Point localization data
'''
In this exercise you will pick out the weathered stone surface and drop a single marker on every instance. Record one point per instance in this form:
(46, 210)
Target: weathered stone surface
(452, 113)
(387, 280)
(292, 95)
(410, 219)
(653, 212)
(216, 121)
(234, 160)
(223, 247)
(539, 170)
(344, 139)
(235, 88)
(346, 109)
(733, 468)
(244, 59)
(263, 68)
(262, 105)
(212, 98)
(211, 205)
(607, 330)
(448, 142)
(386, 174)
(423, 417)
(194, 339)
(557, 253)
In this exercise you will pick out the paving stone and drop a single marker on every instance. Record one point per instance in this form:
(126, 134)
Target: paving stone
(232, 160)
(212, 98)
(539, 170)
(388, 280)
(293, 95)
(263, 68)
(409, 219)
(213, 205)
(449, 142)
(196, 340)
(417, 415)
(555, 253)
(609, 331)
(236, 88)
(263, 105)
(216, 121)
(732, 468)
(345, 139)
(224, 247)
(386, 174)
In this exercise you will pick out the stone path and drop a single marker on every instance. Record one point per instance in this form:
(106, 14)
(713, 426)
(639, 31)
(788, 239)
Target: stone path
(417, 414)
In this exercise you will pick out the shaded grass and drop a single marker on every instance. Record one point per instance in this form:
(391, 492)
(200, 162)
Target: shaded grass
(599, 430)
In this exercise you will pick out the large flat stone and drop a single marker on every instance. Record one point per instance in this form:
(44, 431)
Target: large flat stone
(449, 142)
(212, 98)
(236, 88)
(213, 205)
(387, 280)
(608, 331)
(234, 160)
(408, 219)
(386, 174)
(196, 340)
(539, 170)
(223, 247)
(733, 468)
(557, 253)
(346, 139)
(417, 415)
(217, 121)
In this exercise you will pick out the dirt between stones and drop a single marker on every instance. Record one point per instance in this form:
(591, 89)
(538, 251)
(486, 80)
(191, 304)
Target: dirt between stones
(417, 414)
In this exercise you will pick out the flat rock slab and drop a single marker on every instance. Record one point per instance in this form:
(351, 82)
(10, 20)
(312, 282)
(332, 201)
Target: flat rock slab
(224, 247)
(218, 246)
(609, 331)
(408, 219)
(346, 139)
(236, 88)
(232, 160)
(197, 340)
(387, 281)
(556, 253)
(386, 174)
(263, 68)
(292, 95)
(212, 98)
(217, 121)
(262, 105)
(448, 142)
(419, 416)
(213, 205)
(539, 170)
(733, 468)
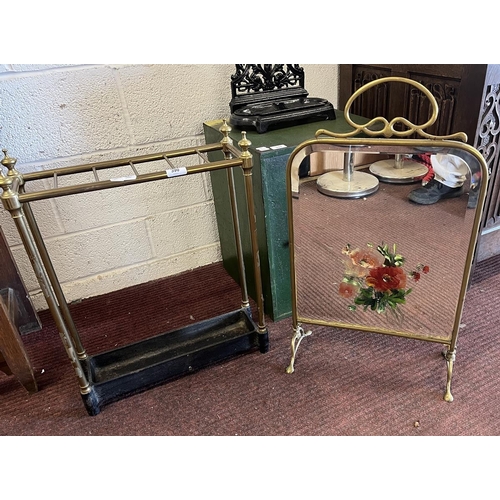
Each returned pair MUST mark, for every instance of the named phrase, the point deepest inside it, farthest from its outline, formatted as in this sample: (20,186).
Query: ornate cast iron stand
(113,375)
(381,136)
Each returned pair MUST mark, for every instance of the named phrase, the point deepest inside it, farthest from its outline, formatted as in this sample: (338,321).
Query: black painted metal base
(134,368)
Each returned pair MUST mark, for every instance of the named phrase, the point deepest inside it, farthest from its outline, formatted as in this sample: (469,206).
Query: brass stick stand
(107,377)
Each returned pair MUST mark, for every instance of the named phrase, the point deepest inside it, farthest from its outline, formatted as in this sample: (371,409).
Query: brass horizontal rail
(126,181)
(44,174)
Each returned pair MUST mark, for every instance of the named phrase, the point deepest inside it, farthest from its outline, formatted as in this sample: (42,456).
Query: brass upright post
'''
▸ Description of the task:
Could you please repeat the entries above exactly, with every picture left out?

▸ Exercise result:
In this exercise you will pick out the weathered stone surface and drop a single marker on every instance. Record one point per instance in this form:
(46, 210)
Target: weathered stone surface
(452, 113)
(387, 280)
(292, 95)
(410, 219)
(653, 212)
(216, 121)
(234, 160)
(223, 247)
(539, 170)
(344, 139)
(235, 88)
(346, 109)
(733, 468)
(244, 59)
(263, 68)
(262, 105)
(212, 98)
(211, 205)
(607, 330)
(448, 142)
(386, 174)
(423, 417)
(194, 339)
(557, 253)
In this exercise you will pick out the paving stone and drop a single marker on every instance. Record one point per instance in this form:
(126, 134)
Target: paving stone
(232, 160)
(212, 98)
(539, 170)
(388, 280)
(293, 95)
(263, 68)
(409, 219)
(213, 205)
(449, 142)
(196, 340)
(417, 415)
(555, 253)
(609, 331)
(236, 88)
(263, 105)
(216, 121)
(732, 468)
(345, 139)
(224, 247)
(386, 174)
In this exercise you will pick out the stone path and drop a single marker on every instance. Record one point per instance in this form:
(106, 14)
(713, 426)
(639, 31)
(788, 239)
Target: stone path
(417, 414)
In this exercise you will pick out the shaded grass and drop a single marker on every instance. Record one point per instance in this form:
(391, 492)
(200, 162)
Target: shaded grass
(599, 430)
In this exercise you will pick out the large flat stone and drop a single marker on every instance. Record one point per instance in this form:
(44, 431)
Target: large flat stone
(449, 142)
(212, 98)
(236, 88)
(213, 205)
(387, 280)
(608, 331)
(234, 160)
(408, 219)
(386, 174)
(196, 340)
(539, 170)
(223, 247)
(733, 468)
(557, 253)
(346, 139)
(417, 415)
(217, 121)
In this exercise you will pick out the dirt between stones and drop a single marker on every instance. Record one point per instance in this form:
(591, 89)
(538, 251)
(486, 80)
(191, 304)
Target: dirt between stones
(417, 414)
In this exercise you will pick out the flat rock slab and drop a single marker on every instance. Record one point per instance in this form:
(351, 82)
(10, 20)
(312, 282)
(332, 201)
Target: flat rock slab
(224, 247)
(218, 246)
(609, 331)
(408, 219)
(346, 139)
(236, 88)
(232, 160)
(197, 340)
(387, 281)
(556, 253)
(386, 174)
(263, 68)
(292, 95)
(212, 98)
(217, 121)
(262, 105)
(448, 142)
(419, 416)
(213, 205)
(539, 170)
(733, 468)
Each returned pair MUST mark, for every instance of the named phrase, the point deepest inside it, farthest from its outline, formatted as in this sample: (20,186).
Query: ornate cast iron stand
(113,375)
(381,136)
Each returned pair MUST mark, for every instance of the named phrase, the point deepest inside it, farthest from its outline, formatted as in this sample: (338,321).
Query: black painted metal base
(134,368)
Each returned pair MUST mark, for every instance of the named phrase, the point deepest inside it, farthest from its outline, formatted as in this sample: (469,206).
Query: brass stick stand
(107,377)
Each returned pair MUST mark, for every instance of the named phrase, the point deepest inside it, farthest from its outline, formatted as in this sample: (371,409).
Query: brass horizontal rail
(126,181)
(44,174)
Each returned pair MUST mark, for every instance of the named phrase, the point deepest inside it, farthest from its outline, formatted as in this sample: (42,456).
Query: brass upright post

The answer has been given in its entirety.